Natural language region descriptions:
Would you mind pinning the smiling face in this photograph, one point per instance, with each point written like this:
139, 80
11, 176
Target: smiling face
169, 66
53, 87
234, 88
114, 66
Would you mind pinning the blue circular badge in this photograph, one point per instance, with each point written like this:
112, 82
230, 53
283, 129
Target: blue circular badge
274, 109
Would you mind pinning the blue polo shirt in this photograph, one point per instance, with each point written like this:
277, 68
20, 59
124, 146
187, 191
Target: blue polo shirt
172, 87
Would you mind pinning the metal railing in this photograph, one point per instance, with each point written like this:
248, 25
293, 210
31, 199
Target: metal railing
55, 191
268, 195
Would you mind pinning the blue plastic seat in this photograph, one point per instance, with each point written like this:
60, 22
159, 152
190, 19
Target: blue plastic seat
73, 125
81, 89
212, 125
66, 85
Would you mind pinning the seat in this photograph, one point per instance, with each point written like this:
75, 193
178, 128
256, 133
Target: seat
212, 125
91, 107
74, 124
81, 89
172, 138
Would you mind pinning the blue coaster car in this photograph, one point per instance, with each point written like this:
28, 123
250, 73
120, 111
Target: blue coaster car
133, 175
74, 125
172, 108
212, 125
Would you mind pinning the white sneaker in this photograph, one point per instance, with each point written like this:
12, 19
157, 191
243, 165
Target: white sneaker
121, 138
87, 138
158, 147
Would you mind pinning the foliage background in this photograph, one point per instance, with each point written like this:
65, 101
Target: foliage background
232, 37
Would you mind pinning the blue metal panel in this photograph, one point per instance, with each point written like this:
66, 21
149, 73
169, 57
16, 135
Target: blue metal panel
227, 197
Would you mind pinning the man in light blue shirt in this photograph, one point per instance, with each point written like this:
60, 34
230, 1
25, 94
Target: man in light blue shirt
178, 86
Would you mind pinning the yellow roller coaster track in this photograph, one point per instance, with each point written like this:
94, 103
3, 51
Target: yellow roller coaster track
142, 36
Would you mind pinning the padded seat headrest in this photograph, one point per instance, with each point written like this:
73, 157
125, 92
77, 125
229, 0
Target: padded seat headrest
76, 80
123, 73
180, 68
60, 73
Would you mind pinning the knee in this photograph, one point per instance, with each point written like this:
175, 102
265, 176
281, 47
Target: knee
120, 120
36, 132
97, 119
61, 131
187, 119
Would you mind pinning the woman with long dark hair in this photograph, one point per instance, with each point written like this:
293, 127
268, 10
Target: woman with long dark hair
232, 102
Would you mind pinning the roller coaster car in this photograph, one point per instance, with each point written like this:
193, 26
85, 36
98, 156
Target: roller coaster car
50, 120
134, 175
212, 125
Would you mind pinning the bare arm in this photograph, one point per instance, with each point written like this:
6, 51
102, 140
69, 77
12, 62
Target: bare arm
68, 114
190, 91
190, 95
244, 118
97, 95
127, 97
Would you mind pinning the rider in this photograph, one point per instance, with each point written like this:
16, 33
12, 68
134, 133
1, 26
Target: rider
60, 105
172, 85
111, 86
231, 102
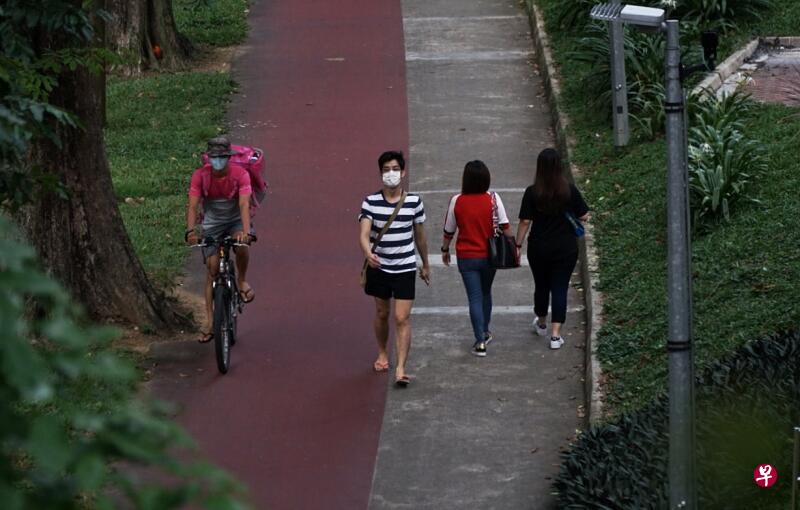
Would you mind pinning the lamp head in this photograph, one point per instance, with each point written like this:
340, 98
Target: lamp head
646, 17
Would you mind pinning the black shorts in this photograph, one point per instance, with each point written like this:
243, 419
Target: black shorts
384, 285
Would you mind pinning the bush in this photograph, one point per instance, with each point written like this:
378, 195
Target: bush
720, 14
722, 159
746, 409
72, 433
644, 69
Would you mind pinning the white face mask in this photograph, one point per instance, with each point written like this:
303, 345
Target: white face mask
218, 164
391, 178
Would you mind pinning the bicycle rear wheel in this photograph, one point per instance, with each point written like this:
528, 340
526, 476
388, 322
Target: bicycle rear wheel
222, 328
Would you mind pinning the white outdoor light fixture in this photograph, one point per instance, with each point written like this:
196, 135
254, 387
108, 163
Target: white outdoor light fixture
631, 14
642, 16
616, 14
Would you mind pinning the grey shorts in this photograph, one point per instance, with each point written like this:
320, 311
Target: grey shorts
220, 230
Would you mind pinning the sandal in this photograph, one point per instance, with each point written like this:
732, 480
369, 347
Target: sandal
247, 294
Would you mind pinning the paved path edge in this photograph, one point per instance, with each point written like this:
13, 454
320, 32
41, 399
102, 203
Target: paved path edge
593, 298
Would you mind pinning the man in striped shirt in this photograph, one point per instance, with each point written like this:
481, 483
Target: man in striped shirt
392, 263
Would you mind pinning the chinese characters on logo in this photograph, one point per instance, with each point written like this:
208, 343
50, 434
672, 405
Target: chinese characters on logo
765, 476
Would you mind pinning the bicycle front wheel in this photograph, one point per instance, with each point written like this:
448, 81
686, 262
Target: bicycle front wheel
222, 328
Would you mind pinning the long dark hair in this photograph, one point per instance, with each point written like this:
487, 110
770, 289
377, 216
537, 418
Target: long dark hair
476, 177
551, 187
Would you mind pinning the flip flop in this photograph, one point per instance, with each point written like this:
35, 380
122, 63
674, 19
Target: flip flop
247, 294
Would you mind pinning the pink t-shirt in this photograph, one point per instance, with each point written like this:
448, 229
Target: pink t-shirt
235, 183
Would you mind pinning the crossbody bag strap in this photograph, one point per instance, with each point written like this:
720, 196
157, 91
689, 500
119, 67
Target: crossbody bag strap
389, 221
495, 215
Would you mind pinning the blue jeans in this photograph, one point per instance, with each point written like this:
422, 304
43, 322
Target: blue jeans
478, 277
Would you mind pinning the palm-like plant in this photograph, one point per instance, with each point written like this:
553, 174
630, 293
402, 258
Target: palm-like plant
722, 160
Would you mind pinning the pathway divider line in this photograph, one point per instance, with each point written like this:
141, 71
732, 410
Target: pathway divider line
459, 19
468, 56
496, 310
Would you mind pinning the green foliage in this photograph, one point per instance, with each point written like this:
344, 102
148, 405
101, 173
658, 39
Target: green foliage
574, 14
644, 69
720, 14
27, 77
157, 128
746, 408
722, 157
744, 269
212, 22
72, 433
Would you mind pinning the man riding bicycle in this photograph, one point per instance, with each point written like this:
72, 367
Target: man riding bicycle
224, 190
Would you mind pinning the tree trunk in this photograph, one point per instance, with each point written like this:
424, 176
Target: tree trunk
144, 33
81, 240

Work required:
Copy out the data verbatim, with no pictures.

Written solution:
Would you mind pinning the smiling face in this photograph, one point per instance, with each point written like this:
139, 80
11, 176
Target: smiling face
169, 66
53, 87
234, 88
114, 66
Would you mind pinning the blue circular badge in this photograph, one point per instance, with each point written like this:
112, 82
230, 53
283, 129
Target: blue circular badge
274, 109
Would you mind pinning the blue polo shirt in this photograph, one point per instance, with each point written like this:
277, 68
20, 59
124, 146
187, 191
Target: blue polo shirt
172, 87
Would you mind pinning the metal railing in this photograph, one point per instance, with each point written like this:
248, 25
293, 210
31, 199
Target: metal railing
55, 191
268, 195
Would you mind pinning the blue plastic seat in this photograph, one point per instance, with each point written like this:
60, 22
159, 152
190, 19
Target: blue plastic seat
73, 125
81, 89
212, 125
66, 85
Would you mind pinning the seat in this photograph, one point per instance, with each point written like this:
75, 193
178, 128
256, 133
Target: seat
212, 125
91, 107
74, 124
81, 89
172, 138
Would you mind pinning the blue coaster car in this photograph, one point per instance, with each point written like this:
28, 123
250, 73
120, 111
Target: blue coaster car
133, 175
74, 125
172, 108
212, 125
Would you mind pinning the white sneaker in this photograph, one point per instance, with each point written like this:
12, 19
157, 191
243, 165
Target: white sneaker
121, 138
87, 138
158, 147
Would you mind pinning the foliage background in this photograph, one point per instance, with each point written like this:
65, 101
Target: foliage background
232, 37
Would you mind pinning the blue metal panel in this photograph, one point per instance, with each point written like this:
66, 21
149, 73
169, 57
16, 135
Target: blue metal panel
227, 197
Would you mind pinning the man in light blue shirt in this photograph, one point per instance, with each point written like this:
60, 34
230, 1
25, 94
Target: man in light blue shirt
178, 86
Would you mind pinning the yellow roller coaster track in this photograph, one point per instance, with each point written like this:
94, 103
3, 51
Target: yellow roller coaster track
142, 36
Would you mind pinning the padded seat headrest in this photograph, one point per instance, with each point written like this:
73, 157
125, 92
77, 125
229, 0
Target: padded seat headrest
76, 80
123, 73
180, 68
60, 73
Would you mind pinning the knee in this photograph, one point per instance, with each point written like this:
175, 102
265, 176
281, 47
Target: knee
120, 120
36, 132
97, 119
61, 131
187, 119
Would you mind pinning the woman with long dark hair in this photograph, one point per instance, with each point written like this:
293, 127
268, 10
Target: woman with long dark hair
232, 102
Would you mind pinning the roller coaster car in this photograph, one point per instance, with each point written like this:
193, 26
85, 36
98, 156
Target: roller coaster car
50, 120
134, 175
212, 125
Would you mind pinning the bare arm in this photograph, one point per instance, with each point written like this:
6, 51
102, 140
69, 77
12, 62
Target: bare arm
68, 114
190, 91
190, 95
244, 118
97, 95
127, 97
Would you mind pinning the rider in this photograph, one point per instance, with each point written like this:
16, 33
12, 68
134, 133
1, 26
Target: rider
60, 105
172, 85
111, 86
231, 102
Would you mind pinning the lamp head in this photograph, one point per instance, with each point written like this:
340, 98
Target: lamp head
646, 17
Would you mind pinning the black shorts in this photograph, one point per instance, with each point written like this:
243, 419
Target: black shorts
384, 285
Would you mind pinning the bush in this photograph, one point per instance, with each point written like this:
378, 195
Target: bush
720, 14
722, 159
746, 409
72, 433
644, 69
Would you mind pinning the white face mask in this photograph, one point per instance, with each point written like this:
303, 345
Target: white face mask
218, 164
391, 178
Would you mind pinning the bicycle rear wheel in this photograph, one point per instance, with each point written like this:
528, 340
526, 476
388, 322
Target: bicycle rear wheel
222, 328
Would you mind pinning the white outdoor light fixture in this photograph, one point per instance, with each point written like this:
196, 135
254, 387
108, 163
Target: white outdoor light fixture
631, 14
642, 16
616, 14
Would you mind pinning the grey shorts in this photograph, one point per instance, with each point written like this:
320, 311
Target: grey shorts
220, 230
Would you mind pinning the sandal in this photograph, one point per instance, with each point written like this:
732, 480
369, 347
Target: sandal
247, 294
Would you mind pinning the paved path edge in this photograph, one point per instance, with each point written like this:
13, 454
320, 32
41, 399
102, 203
Target: paved path edge
593, 298
Would you mind pinning the man in striped shirt in this photograph, one point per instance, with each point written like this:
481, 483
Target: man in striped shirt
392, 263
Would you mind pinning the chinese characters on logo in this photograph, one point per instance, with each point written like this:
208, 343
50, 434
672, 405
Target: chinese characters on logo
765, 476
Would you mind pinning the bicycle front wheel in this photograph, one point per instance, with each point written like this:
448, 81
686, 262
Target: bicycle front wheel
222, 328
Would you mind pinning the long dark hair in this photograph, one point per instance, with each point written like this:
487, 110
770, 289
377, 216
537, 418
Target: long dark hair
476, 177
551, 187
Would you mind pinning the flip flop in this photograph, one point per instance, with each point written like this:
35, 380
122, 63
674, 19
Target: flip flop
247, 294
Would you mind pinning the pink t-shirt in this photograph, one point per instance, with each point written like this:
448, 229
Target: pink t-shirt
235, 183
Would you mind pinning the crossbody bag strap in this photograph, one point per instance, with each point written like this:
720, 196
157, 91
689, 500
119, 67
Target: crossbody bag strap
389, 221
495, 215
Would you mind pinning the blue jeans in this photograph, one point per instance, with each point written like this:
422, 304
43, 322
Target: blue jeans
478, 277
Would you mind pinning the palm-like plant in this photograph, one point per instance, with each point written like this:
553, 174
630, 293
402, 258
Target: palm-like plant
722, 160
Would you mind pinning the pathway divider line in this photograph, one point per instance, with each point written like this:
141, 71
732, 410
Target: pathway divider line
459, 19
468, 56
496, 310
Would you mind pinning the green foliage in this photograph, one point per instance, with each point written like this:
344, 102
148, 405
101, 173
658, 39
Target: green foliage
574, 14
644, 69
720, 14
27, 77
157, 128
746, 408
722, 157
744, 269
212, 22
72, 433
Would you mind pinning the man riding bicycle in this photograph, one point per instance, with each point written like this:
72, 367
Target: man riding bicycle
224, 190
Would you mind pinning the tree trunk in this photograph, one point per instance, with each point written like this:
424, 176
Target: tree trunk
144, 33
81, 240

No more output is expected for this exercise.